-- Data follows --

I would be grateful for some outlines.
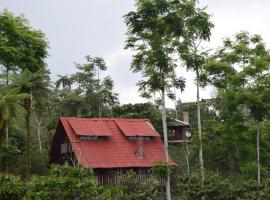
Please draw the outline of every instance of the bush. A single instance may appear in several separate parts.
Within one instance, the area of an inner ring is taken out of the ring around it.
[[[28,185],[26,200],[109,200],[110,191],[100,187],[93,171],[68,165],[51,168],[50,176],[33,177]]]
[[[71,167],[70,165],[51,165],[50,175],[54,177],[93,178],[93,170],[83,167]]]
[[[110,193],[91,178],[35,177],[28,183],[26,200],[109,200]]]
[[[166,179],[169,173],[169,165],[167,162],[155,162],[152,168],[153,174],[157,178]]]
[[[157,187],[152,181],[142,182],[135,173],[128,172],[113,189],[113,197],[117,200],[153,200],[157,195]]]
[[[231,182],[221,176],[207,174],[202,186],[200,176],[185,174],[178,177],[178,199],[181,200],[257,200],[270,199],[270,179],[260,186],[256,180]]]
[[[178,186],[182,189],[180,199],[232,199],[229,182],[218,176],[207,175],[202,186],[199,175],[187,174],[180,177]]]
[[[53,165],[49,176],[33,176],[25,182],[0,175],[0,200],[152,200],[156,193],[153,182],[142,183],[133,172],[114,188],[99,186],[91,169],[68,165]]]
[[[25,189],[18,177],[0,174],[0,200],[22,199]]]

-- Data concluded --

| What the task requires |
Write out each line of the listing above, exactly, from its first line to the line holding "Please draw the", inclusive. Skip the pictures.

| Exercise output |
I would be grateful for some outlines.
Please draw the outline of every instance of the bush. A single instance may appear in several separate parts.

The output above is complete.